AIM » Every line from the line containing "the dry grass" through the final line below is to be repeated exactly; no other line is.

DATA LINES »
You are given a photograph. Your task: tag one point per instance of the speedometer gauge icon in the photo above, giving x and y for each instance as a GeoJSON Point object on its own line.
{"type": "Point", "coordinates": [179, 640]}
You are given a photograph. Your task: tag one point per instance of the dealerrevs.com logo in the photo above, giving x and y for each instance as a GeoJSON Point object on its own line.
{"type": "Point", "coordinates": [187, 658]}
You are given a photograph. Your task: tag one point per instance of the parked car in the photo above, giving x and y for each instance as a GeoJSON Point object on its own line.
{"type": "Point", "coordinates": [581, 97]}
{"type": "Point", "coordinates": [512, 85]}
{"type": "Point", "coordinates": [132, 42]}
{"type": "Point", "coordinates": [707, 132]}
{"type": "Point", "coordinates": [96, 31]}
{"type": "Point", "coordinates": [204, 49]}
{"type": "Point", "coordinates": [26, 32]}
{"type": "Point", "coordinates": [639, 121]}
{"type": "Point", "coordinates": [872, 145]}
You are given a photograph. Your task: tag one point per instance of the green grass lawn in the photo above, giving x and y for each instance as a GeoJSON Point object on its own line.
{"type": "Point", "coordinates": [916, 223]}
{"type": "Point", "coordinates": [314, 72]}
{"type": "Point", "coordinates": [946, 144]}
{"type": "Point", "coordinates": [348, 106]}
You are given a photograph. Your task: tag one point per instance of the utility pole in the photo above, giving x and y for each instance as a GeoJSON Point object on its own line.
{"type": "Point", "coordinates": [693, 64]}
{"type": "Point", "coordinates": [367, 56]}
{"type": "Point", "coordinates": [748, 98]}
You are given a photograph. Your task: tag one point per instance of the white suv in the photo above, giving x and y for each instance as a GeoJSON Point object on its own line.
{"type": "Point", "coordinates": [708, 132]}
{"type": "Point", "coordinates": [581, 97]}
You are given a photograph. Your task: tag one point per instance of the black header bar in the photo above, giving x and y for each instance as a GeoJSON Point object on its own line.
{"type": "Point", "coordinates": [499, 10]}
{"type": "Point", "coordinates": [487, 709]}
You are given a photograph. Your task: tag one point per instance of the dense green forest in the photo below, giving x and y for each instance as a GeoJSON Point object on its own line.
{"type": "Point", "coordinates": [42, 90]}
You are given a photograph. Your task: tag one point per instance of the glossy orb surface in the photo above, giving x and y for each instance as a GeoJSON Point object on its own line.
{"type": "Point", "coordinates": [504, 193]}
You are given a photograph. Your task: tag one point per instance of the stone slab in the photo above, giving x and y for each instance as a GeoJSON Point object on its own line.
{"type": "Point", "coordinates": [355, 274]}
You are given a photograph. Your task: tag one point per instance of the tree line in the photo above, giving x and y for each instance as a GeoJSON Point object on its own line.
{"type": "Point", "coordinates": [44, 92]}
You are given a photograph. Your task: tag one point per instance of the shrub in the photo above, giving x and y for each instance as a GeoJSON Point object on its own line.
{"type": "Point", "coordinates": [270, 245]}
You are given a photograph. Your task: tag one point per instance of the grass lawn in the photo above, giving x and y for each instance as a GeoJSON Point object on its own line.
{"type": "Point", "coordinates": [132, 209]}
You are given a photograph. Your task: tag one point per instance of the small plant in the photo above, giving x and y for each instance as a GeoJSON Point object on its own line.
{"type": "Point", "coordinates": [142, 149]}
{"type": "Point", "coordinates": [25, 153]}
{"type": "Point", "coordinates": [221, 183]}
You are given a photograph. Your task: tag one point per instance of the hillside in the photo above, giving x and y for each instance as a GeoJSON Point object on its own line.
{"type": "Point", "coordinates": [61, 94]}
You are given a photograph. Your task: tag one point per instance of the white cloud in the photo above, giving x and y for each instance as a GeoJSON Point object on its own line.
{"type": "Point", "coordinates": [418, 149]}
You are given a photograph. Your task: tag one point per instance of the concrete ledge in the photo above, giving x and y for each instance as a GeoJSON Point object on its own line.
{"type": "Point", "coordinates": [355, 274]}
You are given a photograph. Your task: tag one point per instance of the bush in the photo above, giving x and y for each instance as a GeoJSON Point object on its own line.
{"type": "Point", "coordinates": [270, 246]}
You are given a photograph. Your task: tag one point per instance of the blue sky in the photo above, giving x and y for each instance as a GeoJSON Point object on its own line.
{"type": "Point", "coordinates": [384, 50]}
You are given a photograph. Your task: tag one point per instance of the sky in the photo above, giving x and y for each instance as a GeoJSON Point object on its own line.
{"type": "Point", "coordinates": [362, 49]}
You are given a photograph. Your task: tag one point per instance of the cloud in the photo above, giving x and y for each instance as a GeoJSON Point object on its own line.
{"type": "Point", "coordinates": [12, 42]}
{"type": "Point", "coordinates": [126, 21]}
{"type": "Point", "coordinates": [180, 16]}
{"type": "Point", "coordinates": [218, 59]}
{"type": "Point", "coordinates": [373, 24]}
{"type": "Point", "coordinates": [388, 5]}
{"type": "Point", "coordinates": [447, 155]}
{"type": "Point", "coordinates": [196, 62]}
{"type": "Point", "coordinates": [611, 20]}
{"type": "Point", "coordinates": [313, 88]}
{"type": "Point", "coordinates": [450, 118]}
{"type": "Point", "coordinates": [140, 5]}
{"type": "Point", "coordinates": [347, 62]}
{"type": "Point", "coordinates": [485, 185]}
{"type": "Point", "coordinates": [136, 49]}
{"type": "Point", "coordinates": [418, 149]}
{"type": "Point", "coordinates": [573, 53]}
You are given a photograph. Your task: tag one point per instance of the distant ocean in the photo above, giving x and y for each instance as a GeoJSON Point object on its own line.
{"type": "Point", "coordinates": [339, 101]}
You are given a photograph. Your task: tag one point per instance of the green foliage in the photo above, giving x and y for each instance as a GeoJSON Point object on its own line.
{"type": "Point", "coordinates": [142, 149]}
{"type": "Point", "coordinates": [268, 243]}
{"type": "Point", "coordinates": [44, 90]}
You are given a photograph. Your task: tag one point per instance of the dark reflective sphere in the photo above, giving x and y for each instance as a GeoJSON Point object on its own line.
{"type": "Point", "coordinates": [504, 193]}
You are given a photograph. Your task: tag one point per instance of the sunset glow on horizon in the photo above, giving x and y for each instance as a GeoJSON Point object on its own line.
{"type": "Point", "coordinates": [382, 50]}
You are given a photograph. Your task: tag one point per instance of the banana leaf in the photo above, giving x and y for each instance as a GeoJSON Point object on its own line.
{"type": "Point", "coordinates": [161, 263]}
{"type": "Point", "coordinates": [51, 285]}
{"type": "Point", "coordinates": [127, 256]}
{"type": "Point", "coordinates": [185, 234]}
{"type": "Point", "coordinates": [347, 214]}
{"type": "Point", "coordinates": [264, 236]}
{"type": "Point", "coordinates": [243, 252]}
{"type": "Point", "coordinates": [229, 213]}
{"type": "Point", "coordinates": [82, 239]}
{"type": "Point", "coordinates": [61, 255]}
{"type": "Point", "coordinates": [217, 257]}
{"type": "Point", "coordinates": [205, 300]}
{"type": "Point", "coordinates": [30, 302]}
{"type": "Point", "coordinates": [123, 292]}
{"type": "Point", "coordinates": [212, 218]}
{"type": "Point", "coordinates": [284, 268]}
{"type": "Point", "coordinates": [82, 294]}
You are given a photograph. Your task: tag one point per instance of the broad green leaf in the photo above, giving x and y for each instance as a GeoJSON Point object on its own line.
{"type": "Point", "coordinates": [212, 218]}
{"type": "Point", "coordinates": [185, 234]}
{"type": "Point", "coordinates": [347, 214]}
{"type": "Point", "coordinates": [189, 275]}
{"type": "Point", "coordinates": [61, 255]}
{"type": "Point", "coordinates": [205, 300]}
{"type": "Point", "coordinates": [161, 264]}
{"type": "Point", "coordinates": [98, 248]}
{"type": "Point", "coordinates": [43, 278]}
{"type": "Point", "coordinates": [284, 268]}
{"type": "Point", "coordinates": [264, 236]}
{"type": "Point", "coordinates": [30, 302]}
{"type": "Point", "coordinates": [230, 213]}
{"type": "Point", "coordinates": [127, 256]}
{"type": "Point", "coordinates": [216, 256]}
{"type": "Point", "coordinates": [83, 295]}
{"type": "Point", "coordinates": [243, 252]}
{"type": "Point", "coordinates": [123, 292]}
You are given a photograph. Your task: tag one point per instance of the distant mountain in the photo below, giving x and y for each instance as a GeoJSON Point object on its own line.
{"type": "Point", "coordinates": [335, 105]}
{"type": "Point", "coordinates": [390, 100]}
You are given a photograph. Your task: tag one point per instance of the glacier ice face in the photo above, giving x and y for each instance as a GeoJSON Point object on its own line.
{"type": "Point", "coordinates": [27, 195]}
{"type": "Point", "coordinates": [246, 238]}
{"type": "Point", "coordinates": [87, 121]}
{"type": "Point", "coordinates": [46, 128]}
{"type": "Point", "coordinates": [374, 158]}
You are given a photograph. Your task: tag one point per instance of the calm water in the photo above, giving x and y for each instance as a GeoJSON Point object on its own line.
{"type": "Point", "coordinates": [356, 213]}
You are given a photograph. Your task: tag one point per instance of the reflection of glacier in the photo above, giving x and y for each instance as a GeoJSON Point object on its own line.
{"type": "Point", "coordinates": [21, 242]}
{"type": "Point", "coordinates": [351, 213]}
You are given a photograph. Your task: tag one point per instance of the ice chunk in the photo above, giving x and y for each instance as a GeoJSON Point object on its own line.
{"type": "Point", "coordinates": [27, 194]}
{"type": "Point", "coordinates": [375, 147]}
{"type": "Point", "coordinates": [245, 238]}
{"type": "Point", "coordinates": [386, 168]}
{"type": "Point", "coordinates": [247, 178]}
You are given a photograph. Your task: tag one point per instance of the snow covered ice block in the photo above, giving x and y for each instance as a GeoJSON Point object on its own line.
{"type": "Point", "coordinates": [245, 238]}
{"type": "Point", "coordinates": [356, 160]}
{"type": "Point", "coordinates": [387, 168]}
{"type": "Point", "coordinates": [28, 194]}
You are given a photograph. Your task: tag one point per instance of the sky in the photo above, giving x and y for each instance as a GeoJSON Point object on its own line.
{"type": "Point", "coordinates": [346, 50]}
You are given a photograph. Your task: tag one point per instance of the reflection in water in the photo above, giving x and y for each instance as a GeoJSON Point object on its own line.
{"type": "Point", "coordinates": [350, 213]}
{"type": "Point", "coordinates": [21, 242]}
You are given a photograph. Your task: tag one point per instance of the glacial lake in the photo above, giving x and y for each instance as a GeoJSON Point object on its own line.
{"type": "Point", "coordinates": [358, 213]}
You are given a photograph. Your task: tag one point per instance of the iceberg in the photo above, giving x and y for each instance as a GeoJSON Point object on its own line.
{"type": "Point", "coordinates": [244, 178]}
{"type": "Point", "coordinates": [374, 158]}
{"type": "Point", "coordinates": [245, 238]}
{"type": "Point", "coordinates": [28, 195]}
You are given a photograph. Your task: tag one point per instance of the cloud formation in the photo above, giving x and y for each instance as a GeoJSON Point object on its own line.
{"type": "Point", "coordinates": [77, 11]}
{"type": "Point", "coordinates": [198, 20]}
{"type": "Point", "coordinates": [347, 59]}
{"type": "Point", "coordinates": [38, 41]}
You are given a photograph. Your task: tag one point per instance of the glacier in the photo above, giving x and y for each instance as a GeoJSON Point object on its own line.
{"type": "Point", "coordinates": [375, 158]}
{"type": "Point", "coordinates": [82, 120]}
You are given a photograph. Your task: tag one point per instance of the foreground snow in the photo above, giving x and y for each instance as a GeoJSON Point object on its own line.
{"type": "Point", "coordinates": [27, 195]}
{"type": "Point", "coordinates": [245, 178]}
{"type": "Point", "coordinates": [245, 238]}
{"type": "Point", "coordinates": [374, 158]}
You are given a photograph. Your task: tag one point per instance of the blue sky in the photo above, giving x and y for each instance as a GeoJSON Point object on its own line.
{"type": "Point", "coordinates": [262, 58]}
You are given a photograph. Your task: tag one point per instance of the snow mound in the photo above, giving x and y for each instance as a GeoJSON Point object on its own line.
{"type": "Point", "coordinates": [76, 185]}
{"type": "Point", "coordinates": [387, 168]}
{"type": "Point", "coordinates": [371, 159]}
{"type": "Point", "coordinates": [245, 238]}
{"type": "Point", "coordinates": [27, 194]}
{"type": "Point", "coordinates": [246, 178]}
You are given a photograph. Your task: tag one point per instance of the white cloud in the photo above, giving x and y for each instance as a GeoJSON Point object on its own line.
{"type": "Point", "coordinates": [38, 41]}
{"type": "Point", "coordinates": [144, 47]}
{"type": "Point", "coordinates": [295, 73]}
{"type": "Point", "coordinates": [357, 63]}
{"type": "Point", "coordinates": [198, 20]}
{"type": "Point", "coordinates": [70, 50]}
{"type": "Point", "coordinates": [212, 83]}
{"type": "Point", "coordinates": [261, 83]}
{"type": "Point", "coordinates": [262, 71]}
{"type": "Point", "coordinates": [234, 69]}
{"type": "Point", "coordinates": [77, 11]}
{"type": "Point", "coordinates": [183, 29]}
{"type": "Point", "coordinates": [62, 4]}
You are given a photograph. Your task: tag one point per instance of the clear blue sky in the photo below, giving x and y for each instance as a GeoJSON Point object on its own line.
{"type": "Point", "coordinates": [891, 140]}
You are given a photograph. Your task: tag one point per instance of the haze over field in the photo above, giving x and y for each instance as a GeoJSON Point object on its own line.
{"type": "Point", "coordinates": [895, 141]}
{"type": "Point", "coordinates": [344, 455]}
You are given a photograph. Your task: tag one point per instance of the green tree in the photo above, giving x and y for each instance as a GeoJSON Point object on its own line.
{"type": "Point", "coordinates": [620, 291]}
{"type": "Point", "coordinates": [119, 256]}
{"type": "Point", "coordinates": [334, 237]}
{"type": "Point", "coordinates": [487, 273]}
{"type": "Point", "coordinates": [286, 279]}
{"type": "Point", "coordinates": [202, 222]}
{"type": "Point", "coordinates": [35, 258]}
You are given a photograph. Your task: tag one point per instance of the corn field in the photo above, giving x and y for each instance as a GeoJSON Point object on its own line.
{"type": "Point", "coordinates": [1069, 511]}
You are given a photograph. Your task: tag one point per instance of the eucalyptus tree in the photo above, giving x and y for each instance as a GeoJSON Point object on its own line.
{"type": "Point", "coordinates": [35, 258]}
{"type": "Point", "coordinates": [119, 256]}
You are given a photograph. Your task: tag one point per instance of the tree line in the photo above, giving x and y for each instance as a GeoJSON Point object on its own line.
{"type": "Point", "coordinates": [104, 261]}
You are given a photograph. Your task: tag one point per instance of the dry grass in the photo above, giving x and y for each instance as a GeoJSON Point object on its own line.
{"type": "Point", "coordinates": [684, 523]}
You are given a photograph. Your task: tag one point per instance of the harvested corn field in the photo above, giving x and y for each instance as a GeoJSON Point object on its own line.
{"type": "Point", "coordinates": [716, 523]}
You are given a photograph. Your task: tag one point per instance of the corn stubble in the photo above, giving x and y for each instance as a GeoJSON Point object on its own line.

COMPLETED EXERCISE »
You are given a photograph. Your task: tag one point per instance of the dry grass in the photo above, giving x and y for each instance as a GeoJSON Point object on its own line.
{"type": "Point", "coordinates": [684, 523]}
You are given a photograph. Your task: tag one point per instance of the harvested corn field in the photo above, giving x and y for each instance as a GeoJSON Point object on its own line.
{"type": "Point", "coordinates": [716, 523]}
You are given a photograph. Your task: tag one point per instance of the corn stubble in the photo above, giving x and y for each instance as a GeoJSON Point object on its own line.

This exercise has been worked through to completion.